Records drawn from a dataset:
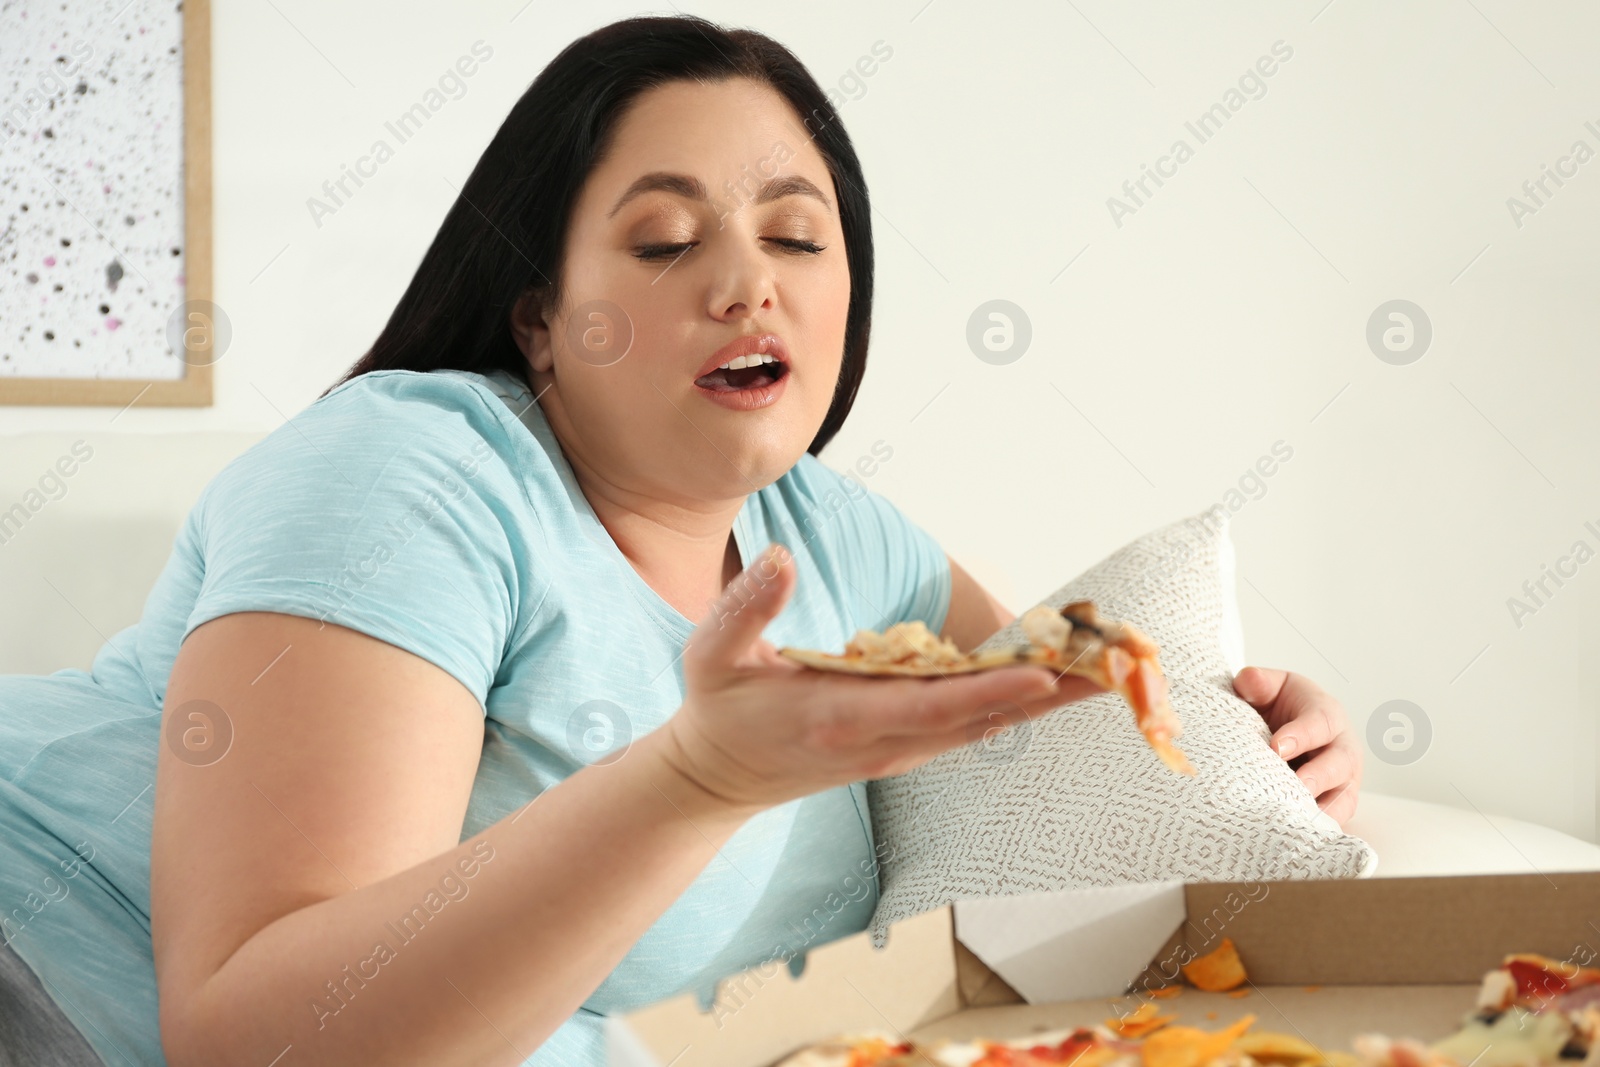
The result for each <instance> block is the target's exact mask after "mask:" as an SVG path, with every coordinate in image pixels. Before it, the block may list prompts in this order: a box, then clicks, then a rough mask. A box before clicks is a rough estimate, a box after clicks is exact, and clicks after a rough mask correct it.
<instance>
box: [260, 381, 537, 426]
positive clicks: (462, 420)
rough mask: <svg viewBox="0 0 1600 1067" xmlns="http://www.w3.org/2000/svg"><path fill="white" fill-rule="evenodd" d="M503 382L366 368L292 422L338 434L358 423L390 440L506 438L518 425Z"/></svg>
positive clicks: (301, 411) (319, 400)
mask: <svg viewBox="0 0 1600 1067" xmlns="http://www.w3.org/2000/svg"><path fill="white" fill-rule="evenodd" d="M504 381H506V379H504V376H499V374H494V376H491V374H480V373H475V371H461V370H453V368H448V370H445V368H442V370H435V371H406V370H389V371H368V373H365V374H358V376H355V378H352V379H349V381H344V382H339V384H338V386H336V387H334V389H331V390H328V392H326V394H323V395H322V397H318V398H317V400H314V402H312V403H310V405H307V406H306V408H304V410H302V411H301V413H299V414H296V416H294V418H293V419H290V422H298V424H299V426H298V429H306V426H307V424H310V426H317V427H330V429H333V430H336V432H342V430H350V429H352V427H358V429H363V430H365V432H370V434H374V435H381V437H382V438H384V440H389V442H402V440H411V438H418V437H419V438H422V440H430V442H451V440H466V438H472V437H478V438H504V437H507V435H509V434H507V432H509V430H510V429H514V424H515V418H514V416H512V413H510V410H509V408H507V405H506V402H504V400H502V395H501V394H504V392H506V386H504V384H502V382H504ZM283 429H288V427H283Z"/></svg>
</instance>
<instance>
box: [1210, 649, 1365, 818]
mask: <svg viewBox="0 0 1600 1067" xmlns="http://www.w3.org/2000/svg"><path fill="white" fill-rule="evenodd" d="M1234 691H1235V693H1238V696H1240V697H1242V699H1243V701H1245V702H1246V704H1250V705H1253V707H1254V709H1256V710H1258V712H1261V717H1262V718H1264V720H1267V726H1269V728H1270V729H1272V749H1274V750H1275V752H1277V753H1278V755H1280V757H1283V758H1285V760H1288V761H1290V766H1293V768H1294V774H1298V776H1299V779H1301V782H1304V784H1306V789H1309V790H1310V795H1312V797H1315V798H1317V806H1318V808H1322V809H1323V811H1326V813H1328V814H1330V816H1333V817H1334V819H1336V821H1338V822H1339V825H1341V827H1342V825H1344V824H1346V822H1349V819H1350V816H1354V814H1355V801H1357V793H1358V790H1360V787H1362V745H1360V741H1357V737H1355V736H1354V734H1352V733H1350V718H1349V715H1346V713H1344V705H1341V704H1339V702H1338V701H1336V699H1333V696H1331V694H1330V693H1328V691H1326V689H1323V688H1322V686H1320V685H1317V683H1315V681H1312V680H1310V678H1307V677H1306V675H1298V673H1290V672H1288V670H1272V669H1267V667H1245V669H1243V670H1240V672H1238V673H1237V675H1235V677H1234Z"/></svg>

==

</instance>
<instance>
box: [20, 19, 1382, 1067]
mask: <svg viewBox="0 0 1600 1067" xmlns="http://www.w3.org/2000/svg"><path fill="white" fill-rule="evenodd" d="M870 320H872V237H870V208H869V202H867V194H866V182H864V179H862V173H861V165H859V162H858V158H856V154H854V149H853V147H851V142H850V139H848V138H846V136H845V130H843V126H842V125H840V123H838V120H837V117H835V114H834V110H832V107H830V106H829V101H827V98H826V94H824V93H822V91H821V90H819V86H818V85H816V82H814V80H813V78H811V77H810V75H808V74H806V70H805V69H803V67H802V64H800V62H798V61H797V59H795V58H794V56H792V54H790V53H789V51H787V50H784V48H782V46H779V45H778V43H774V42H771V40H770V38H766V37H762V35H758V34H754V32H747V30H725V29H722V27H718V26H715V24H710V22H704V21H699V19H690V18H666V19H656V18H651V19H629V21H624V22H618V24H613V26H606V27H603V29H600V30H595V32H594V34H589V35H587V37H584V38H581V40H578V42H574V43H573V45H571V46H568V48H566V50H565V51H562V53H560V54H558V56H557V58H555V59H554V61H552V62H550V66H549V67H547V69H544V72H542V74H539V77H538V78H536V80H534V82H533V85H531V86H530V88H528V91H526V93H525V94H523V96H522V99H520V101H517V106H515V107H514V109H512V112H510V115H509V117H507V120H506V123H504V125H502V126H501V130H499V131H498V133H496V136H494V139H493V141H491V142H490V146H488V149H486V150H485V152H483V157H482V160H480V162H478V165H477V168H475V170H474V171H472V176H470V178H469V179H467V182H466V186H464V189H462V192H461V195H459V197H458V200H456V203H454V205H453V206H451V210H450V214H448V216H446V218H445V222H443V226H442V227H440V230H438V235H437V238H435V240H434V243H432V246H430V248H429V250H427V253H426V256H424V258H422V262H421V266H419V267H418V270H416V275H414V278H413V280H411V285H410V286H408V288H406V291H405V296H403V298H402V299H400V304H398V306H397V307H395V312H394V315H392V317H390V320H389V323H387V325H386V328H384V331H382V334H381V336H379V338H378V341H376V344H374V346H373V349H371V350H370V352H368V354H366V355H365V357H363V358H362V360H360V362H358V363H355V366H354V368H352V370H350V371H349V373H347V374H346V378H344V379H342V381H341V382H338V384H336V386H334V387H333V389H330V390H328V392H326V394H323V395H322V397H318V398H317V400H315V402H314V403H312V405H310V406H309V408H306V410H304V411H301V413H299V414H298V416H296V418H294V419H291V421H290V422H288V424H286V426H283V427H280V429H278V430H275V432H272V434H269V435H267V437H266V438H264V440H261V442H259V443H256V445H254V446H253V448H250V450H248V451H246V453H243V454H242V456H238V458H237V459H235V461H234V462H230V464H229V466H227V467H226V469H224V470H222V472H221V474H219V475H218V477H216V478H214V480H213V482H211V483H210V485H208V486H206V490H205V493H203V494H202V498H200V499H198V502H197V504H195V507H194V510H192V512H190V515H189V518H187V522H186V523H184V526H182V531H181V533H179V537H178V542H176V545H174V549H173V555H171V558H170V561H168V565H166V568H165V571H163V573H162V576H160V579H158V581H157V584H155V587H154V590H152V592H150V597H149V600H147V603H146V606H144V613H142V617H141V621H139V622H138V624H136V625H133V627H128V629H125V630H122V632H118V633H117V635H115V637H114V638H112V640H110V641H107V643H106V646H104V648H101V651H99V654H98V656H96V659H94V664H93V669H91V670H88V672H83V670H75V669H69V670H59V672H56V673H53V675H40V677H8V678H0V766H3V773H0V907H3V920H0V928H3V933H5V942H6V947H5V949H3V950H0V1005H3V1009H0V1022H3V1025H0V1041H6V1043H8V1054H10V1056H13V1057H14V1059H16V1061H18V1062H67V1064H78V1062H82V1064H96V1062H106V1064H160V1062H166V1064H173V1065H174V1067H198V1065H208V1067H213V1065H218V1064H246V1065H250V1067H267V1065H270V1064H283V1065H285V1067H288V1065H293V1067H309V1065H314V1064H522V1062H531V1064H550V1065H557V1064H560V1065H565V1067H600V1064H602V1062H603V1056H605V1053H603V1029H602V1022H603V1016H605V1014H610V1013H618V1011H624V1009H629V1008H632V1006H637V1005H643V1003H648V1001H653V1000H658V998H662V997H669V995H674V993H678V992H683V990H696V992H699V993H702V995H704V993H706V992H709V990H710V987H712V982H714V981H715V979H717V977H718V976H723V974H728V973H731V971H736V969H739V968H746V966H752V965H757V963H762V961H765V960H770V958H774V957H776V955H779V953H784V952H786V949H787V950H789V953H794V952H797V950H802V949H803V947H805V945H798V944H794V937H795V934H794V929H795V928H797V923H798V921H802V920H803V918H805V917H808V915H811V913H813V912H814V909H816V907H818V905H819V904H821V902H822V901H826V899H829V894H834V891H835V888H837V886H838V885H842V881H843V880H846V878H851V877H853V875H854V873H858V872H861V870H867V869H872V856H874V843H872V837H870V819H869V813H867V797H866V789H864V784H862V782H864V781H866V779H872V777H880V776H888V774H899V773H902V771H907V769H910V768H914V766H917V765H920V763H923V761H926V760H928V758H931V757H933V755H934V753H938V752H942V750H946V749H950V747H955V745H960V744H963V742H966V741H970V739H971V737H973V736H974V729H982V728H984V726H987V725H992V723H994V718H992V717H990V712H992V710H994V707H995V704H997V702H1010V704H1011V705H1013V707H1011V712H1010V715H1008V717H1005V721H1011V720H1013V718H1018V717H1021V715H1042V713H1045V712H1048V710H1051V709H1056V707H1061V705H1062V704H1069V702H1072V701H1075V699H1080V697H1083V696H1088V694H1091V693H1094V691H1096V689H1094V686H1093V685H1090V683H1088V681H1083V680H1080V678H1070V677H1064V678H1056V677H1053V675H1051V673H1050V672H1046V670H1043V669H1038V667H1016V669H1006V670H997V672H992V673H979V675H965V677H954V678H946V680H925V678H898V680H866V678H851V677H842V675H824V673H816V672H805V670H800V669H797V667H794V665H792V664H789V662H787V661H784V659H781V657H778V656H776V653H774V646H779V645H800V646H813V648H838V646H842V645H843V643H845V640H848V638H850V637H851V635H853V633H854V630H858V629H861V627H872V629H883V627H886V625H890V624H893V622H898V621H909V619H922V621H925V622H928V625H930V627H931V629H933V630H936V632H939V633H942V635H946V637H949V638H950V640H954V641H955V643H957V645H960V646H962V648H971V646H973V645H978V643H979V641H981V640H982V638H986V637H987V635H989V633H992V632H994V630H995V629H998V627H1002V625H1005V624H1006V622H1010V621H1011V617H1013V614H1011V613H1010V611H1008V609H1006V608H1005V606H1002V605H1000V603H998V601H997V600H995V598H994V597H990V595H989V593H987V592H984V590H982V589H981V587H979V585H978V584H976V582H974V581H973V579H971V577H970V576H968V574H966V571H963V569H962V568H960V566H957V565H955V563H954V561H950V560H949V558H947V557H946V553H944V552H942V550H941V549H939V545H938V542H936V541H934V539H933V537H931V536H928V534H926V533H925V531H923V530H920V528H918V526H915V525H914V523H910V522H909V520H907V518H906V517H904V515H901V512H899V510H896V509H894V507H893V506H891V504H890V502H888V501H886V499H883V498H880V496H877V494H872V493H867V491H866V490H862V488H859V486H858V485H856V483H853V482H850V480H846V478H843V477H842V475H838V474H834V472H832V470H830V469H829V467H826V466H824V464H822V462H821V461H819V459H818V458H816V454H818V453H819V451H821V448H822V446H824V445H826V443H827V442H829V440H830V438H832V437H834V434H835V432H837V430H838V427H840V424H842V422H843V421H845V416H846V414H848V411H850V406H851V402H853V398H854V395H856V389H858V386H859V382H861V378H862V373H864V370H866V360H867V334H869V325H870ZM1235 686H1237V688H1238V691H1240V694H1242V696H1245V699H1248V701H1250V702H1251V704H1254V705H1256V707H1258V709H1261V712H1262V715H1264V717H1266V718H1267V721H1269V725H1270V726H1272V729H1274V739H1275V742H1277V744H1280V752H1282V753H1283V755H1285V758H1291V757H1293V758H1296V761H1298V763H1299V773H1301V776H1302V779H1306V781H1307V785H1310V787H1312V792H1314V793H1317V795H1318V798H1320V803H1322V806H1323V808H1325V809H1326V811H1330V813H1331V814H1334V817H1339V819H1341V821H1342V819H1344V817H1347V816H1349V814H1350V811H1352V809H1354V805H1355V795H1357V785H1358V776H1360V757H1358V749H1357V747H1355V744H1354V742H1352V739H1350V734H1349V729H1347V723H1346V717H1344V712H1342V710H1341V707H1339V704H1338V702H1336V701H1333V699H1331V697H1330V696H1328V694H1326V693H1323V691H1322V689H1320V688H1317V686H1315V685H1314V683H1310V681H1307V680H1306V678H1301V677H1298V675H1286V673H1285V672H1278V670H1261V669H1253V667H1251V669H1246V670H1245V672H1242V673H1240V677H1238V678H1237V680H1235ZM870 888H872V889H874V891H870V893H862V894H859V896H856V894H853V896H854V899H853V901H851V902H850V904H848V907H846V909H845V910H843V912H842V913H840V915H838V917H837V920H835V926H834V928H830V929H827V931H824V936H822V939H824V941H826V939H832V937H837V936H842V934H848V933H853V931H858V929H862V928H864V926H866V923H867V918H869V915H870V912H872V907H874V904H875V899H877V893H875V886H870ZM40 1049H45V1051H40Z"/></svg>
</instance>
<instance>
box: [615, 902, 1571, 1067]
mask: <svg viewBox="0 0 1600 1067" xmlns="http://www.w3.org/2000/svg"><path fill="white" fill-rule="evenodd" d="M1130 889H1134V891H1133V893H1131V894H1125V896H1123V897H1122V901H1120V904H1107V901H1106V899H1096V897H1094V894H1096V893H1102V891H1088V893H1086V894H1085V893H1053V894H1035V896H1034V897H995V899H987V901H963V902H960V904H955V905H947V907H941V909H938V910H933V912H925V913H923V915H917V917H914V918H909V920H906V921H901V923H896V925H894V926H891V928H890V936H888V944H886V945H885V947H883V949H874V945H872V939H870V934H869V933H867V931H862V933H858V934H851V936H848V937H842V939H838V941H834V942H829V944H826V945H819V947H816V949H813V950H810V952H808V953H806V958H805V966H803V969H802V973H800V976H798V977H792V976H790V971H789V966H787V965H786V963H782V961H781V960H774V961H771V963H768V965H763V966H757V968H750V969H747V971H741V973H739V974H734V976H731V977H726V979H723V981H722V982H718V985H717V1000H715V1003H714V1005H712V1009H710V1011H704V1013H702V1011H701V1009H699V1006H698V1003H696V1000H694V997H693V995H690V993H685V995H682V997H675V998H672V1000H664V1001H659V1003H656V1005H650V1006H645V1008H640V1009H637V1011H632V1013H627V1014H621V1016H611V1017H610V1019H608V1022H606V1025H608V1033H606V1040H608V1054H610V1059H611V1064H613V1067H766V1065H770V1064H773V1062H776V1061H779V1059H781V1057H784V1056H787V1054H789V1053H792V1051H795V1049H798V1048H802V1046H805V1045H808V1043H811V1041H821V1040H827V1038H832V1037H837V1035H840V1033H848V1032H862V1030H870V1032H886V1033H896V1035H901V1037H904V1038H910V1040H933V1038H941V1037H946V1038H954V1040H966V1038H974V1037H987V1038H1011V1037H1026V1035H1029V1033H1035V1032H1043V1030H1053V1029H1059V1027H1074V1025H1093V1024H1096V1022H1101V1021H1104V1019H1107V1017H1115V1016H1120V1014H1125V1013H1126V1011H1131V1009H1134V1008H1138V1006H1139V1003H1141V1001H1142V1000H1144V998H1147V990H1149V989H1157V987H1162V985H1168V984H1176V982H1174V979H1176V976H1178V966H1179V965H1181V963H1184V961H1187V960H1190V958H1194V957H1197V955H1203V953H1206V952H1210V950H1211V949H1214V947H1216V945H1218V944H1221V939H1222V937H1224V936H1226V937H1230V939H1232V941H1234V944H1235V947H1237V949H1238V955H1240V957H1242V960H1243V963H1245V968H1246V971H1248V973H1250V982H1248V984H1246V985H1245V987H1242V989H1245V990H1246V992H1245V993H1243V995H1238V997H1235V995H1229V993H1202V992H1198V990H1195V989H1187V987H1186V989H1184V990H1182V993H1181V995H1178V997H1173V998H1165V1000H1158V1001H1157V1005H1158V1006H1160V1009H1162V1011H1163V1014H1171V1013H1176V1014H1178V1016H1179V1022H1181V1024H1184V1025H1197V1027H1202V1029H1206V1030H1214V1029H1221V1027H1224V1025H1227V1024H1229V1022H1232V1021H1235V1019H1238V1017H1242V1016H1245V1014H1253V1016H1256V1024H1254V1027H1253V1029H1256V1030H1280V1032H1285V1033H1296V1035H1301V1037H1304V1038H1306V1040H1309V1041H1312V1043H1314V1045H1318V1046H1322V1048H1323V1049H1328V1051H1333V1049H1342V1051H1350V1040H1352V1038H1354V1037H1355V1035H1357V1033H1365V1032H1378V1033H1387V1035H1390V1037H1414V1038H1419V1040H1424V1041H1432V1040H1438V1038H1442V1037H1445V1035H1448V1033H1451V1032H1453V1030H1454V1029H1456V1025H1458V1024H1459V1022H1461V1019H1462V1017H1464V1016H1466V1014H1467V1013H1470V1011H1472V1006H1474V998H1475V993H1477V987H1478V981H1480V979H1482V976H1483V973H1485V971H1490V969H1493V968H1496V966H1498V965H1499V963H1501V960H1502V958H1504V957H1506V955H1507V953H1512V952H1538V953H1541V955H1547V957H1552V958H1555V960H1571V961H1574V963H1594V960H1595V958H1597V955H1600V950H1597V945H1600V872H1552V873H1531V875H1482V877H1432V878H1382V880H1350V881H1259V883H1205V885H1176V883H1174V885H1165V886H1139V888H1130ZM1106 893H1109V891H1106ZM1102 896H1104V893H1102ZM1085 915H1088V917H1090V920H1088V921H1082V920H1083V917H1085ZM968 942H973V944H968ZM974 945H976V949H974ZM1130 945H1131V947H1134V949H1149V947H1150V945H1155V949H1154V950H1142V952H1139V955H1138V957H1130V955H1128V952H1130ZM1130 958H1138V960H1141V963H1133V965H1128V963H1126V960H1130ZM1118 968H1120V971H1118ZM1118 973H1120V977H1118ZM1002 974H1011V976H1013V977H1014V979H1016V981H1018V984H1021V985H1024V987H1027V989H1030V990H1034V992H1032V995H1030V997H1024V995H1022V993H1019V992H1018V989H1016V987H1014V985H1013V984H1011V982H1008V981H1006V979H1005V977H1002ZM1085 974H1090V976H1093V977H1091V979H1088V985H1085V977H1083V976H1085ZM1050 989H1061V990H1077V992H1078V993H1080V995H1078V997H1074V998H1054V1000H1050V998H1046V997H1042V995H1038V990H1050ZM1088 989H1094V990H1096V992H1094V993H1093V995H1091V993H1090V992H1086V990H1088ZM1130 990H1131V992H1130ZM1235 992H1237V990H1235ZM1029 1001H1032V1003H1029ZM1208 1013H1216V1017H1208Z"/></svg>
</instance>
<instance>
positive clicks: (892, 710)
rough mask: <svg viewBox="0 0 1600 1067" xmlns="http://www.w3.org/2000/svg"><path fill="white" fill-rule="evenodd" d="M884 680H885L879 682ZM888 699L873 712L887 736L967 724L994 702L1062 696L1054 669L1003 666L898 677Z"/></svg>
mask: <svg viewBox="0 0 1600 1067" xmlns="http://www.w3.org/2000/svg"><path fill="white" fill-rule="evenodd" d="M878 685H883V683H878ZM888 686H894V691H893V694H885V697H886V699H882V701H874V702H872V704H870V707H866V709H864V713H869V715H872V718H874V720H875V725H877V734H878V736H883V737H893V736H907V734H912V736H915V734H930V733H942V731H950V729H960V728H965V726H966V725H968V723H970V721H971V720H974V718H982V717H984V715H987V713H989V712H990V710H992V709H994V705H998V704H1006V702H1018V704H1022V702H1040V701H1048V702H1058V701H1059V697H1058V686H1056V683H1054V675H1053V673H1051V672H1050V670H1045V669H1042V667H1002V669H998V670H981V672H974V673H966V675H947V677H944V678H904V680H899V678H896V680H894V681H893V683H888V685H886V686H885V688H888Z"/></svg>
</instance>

---

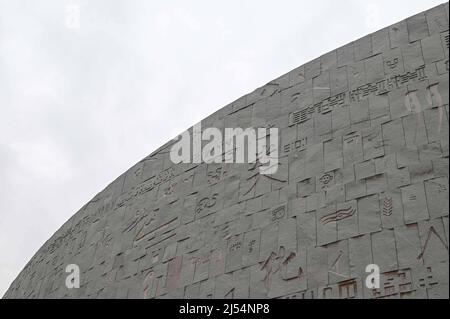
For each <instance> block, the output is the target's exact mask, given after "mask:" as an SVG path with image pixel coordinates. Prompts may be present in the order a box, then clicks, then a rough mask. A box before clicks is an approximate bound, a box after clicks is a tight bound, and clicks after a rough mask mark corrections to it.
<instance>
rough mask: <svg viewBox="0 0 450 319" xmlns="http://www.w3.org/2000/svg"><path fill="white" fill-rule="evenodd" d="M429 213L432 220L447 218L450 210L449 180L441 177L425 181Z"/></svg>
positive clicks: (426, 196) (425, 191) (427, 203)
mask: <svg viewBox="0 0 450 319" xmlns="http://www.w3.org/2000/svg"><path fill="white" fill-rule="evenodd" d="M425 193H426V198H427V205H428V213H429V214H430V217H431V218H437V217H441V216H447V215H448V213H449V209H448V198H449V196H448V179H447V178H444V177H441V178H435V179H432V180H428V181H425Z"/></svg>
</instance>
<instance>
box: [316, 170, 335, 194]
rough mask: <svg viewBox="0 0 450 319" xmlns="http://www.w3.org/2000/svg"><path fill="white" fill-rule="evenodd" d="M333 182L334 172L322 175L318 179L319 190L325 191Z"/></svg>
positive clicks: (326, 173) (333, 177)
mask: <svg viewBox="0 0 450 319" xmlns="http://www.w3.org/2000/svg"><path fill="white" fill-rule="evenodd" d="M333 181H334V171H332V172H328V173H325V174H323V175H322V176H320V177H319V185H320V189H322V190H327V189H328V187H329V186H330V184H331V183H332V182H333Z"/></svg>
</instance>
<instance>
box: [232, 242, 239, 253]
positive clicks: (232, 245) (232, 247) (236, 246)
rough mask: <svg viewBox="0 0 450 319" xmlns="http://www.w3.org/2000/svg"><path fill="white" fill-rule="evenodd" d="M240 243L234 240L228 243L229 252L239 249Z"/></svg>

• What the exercise asks:
Which lines of the data contain "with"? Copy them all.

• The answer:
The result for each <instance> block is the target's exact mask after "mask:" as an SVG path, with every coordinate in image pixels. Before it, the block may list prompts in this order: a box, then clicks, then a rough mask. A box before clicks is a rough estimate, a box after clicks is exact, and clicks after a rough mask correct it.
For each <instance> block, the output is the target's exact mask, given after "mask:" as an SVG path with image pixel coordinates. Prompts may be present in the order a box, then clicks, then a rough mask. A box before clicks is an approximate bound, a box after clicks is a tight bound, and clicks after a rough mask mark corrections to it.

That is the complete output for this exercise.